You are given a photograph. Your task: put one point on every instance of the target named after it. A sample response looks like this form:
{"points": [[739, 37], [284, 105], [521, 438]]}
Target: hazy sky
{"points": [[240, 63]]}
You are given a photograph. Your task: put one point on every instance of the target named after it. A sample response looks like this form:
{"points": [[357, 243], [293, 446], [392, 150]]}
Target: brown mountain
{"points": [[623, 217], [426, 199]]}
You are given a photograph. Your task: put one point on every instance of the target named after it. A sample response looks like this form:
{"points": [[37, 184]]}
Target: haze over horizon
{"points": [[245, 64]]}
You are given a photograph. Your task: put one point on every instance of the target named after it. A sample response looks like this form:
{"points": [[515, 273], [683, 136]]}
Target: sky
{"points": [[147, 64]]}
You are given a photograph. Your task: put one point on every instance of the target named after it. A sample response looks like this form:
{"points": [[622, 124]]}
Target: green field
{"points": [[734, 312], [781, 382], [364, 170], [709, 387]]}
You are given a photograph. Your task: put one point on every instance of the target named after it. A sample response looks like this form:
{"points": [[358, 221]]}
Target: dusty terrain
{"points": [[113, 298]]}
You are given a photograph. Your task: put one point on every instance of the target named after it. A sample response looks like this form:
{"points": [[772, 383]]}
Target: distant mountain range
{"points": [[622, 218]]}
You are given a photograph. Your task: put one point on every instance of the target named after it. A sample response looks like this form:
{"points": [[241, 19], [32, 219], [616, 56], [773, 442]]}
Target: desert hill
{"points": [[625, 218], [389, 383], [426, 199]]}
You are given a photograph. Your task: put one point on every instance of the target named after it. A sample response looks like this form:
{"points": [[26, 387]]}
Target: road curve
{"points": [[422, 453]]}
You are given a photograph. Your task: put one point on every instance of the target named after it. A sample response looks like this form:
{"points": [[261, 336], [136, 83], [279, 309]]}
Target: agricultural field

━━━

▸ Exercise prompt
Update the data above by changing each "instance" to "occurrence" and keeping everything else the same.

▸ Response for this exercise
You are given a photograph. Your task: put one point on every occurrence of the target named after it. A sample response looks like this form:
{"points": [[739, 37], [284, 105], [521, 438]]}
Target: hazy sky
{"points": [[240, 63]]}
You are given a photograph. Your task: put one point on every occurrence of the target named after it. A sample response looks like this form:
{"points": [[357, 243], [293, 446], [392, 150]]}
Target: brown mountain
{"points": [[623, 217], [426, 199]]}
You are given a photograph. Your task: put one point on every occurrence of the target named after it. A sample response looks like this form:
{"points": [[37, 184]]}
Target: haze over horizon
{"points": [[245, 64]]}
You are given a photograph. Your task: put one point on every occurrence of the target named after it. A sample response looks like this form:
{"points": [[515, 273], [683, 136]]}
Target: sky
{"points": [[147, 64]]}
You are given a photograph. Your task: put one point on every occurrence of the target named after it. A sample response looks like this form:
{"points": [[622, 124]]}
Target: green field
{"points": [[734, 312], [781, 382], [364, 170], [709, 387]]}
You are given a photograph. Your task: put one point on every occurrence of the target named after it. A sample response looks like this form:
{"points": [[358, 221]]}
Target: dusty terrain
{"points": [[113, 298]]}
You are given a photograph. Your task: put one point on every occurrence of the target named after it. A sample response looks like this form:
{"points": [[772, 383]]}
Target: distant mountain range
{"points": [[622, 218]]}
You are given a photograph. Your task: put one point on every occurrence of the target named after it. A sample response looks like this form:
{"points": [[241, 19], [32, 219], [616, 56], [773, 442]]}
Target: desert hill
{"points": [[625, 218], [389, 383], [426, 199]]}
You are given a photograph. Your task: put one point on every occurrence of the target named after it. A sample response looks like this form:
{"points": [[26, 387]]}
Target: road curve
{"points": [[422, 453]]}
You are given a photograph. Your task: put one point on every occurrence of the target named after it. A sample response looks like this form:
{"points": [[261, 336], [136, 83], [279, 309]]}
Target: agricultural field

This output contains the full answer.